RECORDS SUPPLIED →
— BEGIN —

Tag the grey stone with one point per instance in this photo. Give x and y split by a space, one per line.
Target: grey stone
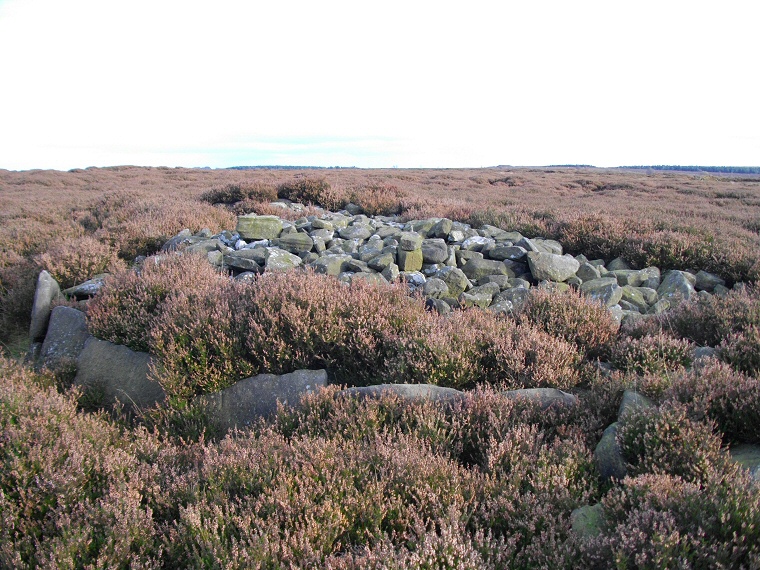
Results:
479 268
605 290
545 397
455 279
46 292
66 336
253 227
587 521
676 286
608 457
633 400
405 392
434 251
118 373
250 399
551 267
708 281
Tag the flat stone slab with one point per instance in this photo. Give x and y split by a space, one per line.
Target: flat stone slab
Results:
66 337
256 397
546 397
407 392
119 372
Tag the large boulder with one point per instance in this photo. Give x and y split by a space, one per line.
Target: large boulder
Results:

— END —

YOUR GOAL → Quote the preceding records in their entirety, excluding every picture.

RESPONSE TO THE TASK →
Tag the grey stone with one point per instance in this photo. Give x and y split by a space, one per line.
Target: grey stone
Results:
479 268
605 290
545 397
455 279
46 292
66 336
253 227
587 521
676 286
608 457
633 400
405 392
434 251
118 373
250 399
551 267
708 281
Tag the flat stone slab with one point per instance in this photo. Give x and y split by a space, one per line.
Target: flat stone slab
Results:
66 337
256 397
546 397
407 392
119 372
Tag the large boulder with one point per instance in this photo. Give x and y split by a space, one per line.
Target: large boulder
Results:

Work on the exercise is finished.